## Begin

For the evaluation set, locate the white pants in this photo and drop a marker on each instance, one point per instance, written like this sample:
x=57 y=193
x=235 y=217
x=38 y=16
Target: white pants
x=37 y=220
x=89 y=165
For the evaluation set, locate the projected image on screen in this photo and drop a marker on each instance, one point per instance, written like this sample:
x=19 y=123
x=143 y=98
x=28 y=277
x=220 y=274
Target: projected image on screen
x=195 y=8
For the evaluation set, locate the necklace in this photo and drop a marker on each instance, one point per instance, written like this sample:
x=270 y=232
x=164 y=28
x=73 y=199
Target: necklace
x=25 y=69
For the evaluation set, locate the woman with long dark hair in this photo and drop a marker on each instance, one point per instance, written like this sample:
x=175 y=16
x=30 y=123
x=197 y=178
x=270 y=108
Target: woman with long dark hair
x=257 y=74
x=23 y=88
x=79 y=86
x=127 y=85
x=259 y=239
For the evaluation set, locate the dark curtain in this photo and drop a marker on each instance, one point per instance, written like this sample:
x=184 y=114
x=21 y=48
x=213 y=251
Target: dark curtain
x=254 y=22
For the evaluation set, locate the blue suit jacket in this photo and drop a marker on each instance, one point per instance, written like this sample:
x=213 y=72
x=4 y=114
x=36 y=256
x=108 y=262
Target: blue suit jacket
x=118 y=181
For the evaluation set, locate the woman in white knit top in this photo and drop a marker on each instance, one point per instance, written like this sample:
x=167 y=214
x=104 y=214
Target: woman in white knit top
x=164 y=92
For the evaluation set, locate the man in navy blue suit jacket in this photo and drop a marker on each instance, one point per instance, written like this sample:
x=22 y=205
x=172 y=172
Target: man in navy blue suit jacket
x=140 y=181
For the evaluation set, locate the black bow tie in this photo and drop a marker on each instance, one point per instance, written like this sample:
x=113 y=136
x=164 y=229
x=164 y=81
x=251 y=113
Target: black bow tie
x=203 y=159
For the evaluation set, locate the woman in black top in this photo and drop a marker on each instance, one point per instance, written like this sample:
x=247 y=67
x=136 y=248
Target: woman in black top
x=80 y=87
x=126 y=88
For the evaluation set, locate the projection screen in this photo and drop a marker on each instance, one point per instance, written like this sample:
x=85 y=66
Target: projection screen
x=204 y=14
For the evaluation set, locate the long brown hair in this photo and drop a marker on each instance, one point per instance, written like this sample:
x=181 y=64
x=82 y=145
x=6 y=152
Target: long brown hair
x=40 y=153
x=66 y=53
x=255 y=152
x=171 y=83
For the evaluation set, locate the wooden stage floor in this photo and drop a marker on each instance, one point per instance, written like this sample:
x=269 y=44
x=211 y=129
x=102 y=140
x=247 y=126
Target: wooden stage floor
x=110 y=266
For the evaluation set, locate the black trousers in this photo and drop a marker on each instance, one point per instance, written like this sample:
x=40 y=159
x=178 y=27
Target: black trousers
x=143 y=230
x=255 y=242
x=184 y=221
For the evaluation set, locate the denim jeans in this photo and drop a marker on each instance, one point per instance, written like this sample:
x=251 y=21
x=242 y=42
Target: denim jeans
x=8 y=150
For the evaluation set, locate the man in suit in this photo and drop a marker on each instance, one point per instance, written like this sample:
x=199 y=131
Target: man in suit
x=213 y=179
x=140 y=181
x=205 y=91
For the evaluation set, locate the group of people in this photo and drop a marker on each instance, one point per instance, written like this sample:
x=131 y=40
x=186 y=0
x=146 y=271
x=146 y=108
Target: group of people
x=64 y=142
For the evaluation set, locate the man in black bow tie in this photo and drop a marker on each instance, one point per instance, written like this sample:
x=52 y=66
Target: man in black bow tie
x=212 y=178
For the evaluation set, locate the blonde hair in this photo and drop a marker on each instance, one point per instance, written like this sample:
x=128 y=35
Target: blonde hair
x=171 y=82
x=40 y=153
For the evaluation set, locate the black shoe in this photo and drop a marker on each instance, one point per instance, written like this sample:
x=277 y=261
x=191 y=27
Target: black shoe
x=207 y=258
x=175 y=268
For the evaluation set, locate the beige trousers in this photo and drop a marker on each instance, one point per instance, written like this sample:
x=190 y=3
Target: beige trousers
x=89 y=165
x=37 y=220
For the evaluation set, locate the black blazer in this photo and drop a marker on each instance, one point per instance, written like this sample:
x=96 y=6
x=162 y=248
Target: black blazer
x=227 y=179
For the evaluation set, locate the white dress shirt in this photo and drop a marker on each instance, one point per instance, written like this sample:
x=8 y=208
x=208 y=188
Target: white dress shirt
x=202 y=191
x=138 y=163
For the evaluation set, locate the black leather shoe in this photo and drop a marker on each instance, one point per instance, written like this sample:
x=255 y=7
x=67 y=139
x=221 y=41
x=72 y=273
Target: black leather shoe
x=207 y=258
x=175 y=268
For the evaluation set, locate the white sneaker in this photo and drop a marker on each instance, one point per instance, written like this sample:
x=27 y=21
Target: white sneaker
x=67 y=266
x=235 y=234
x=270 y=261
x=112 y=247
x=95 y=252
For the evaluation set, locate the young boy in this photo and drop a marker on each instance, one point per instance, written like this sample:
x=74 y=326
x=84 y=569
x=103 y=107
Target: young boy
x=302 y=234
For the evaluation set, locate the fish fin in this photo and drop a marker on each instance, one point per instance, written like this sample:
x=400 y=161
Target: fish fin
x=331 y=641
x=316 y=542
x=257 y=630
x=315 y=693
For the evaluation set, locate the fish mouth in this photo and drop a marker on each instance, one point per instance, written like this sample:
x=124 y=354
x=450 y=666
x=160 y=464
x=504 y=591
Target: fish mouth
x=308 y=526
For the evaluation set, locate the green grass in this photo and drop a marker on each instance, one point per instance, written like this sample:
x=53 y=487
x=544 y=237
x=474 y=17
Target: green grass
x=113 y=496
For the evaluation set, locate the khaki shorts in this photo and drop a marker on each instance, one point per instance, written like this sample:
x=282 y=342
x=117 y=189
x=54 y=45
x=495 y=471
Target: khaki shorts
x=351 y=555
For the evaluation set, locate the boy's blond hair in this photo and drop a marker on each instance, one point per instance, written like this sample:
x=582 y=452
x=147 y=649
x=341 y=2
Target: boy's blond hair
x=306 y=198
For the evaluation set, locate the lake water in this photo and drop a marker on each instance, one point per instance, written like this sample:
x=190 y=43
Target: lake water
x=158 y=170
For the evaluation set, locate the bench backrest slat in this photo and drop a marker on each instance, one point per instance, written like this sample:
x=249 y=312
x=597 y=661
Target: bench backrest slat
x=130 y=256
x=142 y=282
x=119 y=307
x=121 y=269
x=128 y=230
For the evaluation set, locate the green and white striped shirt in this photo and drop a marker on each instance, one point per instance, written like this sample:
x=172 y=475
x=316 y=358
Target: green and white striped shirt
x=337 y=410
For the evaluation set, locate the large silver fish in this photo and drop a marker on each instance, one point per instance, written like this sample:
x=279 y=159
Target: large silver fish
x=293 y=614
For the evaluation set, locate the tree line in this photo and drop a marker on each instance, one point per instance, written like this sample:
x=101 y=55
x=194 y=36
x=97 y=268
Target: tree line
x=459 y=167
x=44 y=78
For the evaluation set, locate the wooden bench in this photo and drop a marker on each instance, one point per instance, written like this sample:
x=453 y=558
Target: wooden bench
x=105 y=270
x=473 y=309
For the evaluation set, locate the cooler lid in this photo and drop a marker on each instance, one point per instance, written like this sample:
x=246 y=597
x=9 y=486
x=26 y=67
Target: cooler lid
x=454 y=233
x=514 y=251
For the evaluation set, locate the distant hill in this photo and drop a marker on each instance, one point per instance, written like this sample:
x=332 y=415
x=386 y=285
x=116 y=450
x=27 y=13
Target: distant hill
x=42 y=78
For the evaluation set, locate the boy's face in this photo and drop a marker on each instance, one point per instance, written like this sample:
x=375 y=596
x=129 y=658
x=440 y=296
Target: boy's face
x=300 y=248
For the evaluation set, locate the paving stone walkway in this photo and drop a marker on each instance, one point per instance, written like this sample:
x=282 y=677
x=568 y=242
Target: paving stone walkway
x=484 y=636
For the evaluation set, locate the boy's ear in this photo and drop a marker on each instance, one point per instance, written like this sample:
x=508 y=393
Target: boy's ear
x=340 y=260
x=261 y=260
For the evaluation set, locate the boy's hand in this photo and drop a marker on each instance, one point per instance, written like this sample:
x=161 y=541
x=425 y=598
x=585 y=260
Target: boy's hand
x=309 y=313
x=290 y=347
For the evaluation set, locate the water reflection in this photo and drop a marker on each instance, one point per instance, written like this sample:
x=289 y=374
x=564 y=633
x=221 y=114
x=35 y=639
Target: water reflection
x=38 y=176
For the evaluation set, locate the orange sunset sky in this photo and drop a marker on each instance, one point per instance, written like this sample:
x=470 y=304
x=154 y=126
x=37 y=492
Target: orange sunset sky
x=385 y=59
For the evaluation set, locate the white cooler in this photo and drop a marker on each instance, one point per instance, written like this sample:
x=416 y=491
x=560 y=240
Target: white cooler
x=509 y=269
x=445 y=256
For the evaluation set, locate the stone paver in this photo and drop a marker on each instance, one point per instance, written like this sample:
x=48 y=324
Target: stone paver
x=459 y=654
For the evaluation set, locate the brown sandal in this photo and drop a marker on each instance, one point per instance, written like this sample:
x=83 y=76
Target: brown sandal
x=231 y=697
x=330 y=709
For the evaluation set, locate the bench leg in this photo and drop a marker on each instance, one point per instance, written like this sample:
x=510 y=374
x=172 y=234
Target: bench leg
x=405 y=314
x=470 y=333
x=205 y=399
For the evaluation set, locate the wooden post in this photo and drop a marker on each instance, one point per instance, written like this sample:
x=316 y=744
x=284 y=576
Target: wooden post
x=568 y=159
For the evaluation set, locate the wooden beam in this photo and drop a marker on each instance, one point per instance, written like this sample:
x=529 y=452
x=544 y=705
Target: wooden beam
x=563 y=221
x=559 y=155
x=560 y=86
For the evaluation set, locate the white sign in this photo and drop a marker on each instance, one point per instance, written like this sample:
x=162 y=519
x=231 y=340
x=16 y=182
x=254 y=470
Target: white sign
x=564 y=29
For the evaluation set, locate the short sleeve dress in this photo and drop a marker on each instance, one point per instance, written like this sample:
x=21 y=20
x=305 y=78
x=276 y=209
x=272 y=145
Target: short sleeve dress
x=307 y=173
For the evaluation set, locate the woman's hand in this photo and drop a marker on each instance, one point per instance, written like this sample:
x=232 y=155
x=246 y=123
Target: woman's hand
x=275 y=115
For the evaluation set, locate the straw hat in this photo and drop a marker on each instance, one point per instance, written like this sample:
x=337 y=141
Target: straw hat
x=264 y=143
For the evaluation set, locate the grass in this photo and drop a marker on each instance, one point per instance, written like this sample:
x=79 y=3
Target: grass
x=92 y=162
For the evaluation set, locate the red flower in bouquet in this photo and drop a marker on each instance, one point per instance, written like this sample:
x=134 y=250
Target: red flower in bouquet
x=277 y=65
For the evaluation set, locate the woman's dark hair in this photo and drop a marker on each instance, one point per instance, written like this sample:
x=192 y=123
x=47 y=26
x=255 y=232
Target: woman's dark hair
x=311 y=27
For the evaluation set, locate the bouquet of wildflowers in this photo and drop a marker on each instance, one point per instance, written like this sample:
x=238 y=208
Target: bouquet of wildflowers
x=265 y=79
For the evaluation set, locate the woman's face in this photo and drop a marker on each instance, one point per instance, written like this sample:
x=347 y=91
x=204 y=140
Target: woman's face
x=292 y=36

## End

**To do**:
Rewrite the rows from the line holding "For the evaluation set, locate the black shoe" through the line holding "x=138 y=163", both included, swapping "beige" for "khaki" and leaving everything else as it is.

**Answer to the exercise**:
For the evaluation set, locate the black shoe in this photo and drop a marker on each instance, one point per instance, written like this sample:
x=277 y=261
x=191 y=27
Target: black shoe
x=207 y=258
x=175 y=268
For the evaluation set, locate the khaki trousers in this photo and drop a marker on each instance, one point per instance, written like this sample:
x=190 y=3
Target: khaki trousers
x=89 y=165
x=37 y=220
For the evaluation set, locate the black blazer in this photo and drop a marker on each instance, one point per instance, written like this sample:
x=96 y=6
x=162 y=248
Target: black blazer
x=227 y=179
For the evaluation set, locate the white dress shirt in this photo and drop a marker on each instance, one point per instance, written like this sample:
x=8 y=208
x=208 y=188
Target: white dress shirt
x=202 y=191
x=138 y=163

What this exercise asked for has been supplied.